**TEXT PASSAGE**
========
BACKGROUND OF THE INVENTION
The present invention is used in the field of small volume liquid pipetting using the air displacement pipetting technique. These air displacement pipettors are used to pipette or aspirate and dispense (transfer) small volumes of liquid, a typical volume range being 1 microliter to 1 milliliter of liquid.
Air displacement pipettors can be constructed to pipette one liquid sample at a time, or more than one. Commonly available air displacement pipettors use a number of pistons within piston chambers that are connected to disposable tips arranged in a single line array, or arranged in a grid pattern. It is a standard in the industry to pipette to and from microtiter plates that have an industry-accepted spacing of liquid containers, or wells. These microtiter plates, also called microplates, commonly have 96 wells arranged in an 8×12 grid or 384 wells arranged in a 16×24 grid. The spacing between wells is defined by the industry-accepted standard. This allows multichannel air displacement pipettors to be constructed that are able to access multiple wells at once for pipetting, either in a single row or as a grid.
When constructing a multichannel pipettor, the prior art uses the common method of constructing a pipette block from a single piece of machined aluminum, steel, or other metal or rigid material. In order to accommodate the individual pistons for each pipetting channel, a piston chamber is constructed for each piston by precisely machining the chambers by drilling or other machining methods. For example, a pipette block designed for a typical 96-channel pipetting operation would require 96 individual pistons arranged in an 8×12 grid. This requires that the pipette block have 96 machined piston chambers that are not only precisely fitting to the pistons but are also precisely arranged in the grid pattern with uniform equidistant spacing. The manufacture of the machined pipette block is difficult, rigid and expensive because of the precision required to machine every channel, and is also difficult to troubleshoot and maintain.
The prior art methods of constructing pipetting blocks have a number of limitations.
One limitation of the prior art is that the manufacturing of the pipette block requires a high degree of precision machining and is difficult to accomplish and very time consuming.
Another limitation of the prior art is that the manufacturing of the pipette block is expensive to produce.
Yet another limitation of the prior art is that it is difficult to produce different layouts of pipetting channels, such a single line arrays with different numbers of channels or grid patterns with different layouts of horizontal and vertical channels. Each different head design requires a completely new single-piece pipette block to be designed and manufactured.
Yet another limitation of the prior art is that the single-piece pipette block is difficult to troubleshoot and maintain. If a single channel or some random channels within the head should become damaged, it is very difficult if not impossible to repair these, and they cannot be replaced.
The present invention is a novel design that addresses the shortcomings of the current art for the production of a pipette block, using individually-molded piston chambers that can be assembled together to form a pipette block.
BRIEF SUMMARY OF THE PRESENT INVENTION
The present invention is a novel design that addresses the shortcomings of the current art when manufacturing a multichannel pipette dispensing block. The invention consists of a series of individual piston chambers that are manufactured using the injection molding process. The individual piston chambers are then arranged into any desired grid or single line array and attached together with a simple bracing structure. By eliminating the need for manufacturing a single machined one-piece pipette head block the shortcomings of the current art are eliminated.
It is an objective of the invention to manufacture individual and separate piston chambers for a multichannel pipette block.
========
**RECORDS SHOWN**
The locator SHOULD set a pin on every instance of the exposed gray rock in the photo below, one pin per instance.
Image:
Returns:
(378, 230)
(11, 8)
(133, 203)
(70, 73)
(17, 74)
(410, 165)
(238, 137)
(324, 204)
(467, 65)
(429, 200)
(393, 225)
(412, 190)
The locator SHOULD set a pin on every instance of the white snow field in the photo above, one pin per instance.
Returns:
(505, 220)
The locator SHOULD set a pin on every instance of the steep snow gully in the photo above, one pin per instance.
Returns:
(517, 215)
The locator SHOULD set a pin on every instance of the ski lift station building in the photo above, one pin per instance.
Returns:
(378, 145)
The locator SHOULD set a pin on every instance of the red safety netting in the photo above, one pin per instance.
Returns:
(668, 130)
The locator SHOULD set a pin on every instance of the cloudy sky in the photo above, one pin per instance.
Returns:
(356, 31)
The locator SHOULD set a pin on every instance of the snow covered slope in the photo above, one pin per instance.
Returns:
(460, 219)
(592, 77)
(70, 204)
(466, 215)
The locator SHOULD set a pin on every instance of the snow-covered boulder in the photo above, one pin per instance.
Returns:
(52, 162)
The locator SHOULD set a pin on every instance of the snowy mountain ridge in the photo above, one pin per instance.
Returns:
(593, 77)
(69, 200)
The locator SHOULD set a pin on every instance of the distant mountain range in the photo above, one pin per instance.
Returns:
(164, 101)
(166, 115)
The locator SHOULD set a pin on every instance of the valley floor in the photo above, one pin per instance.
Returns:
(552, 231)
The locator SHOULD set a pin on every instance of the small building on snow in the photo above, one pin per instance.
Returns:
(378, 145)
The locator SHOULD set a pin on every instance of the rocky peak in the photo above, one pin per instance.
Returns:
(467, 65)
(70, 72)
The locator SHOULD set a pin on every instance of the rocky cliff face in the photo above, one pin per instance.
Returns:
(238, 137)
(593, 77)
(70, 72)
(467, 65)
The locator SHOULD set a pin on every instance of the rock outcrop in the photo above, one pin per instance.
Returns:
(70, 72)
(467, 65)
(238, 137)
========
Write the next part of the passage on multichannel pipette blocks, starting after its final sentence.

**IN RESPONSE**
It is another objective of the invention to create an assembly set of the individual piston chambers that can easily be used to create a grid or single line array of multiple channels to be used for multichannel pipetting.
It is yet another objective of the invention to reduce the complexity and cost of manufacturing a multichannel pipette dispensing block.
It is yet another objective of the present invention to produce a more precise piston chamber for multichannel pipetting in order to produce better precision results for pipetting.
It is yet another objective of the present invention to provide a simpler and more cost-effective way to build multichannel pipetting blocks in various configurations as needed for different pipetting applications.
It is yet another objective of the present invention to produce a multichannel pipette dispense block that is easier and more cost-effective to troubleshoot and repair.
These and other advantages and features of the present invention are described with specificity so as to make the present invention understandable to one of ordinary skill in the art.
BRIEF DESCRIPTION OF SEVERAL VIEWS OF THE DRAWINGS
FIG. 1A is a side plan and cutaway view showing design of the prior art for a pipette dispense block in comparison to the current invention.
FIG. 1B shows the current invention for the design of the multichannel pipette dispense block.
FIG. 2 is a side plan and cutaway view and perspective view of one embodiment of the single molded piston chamber.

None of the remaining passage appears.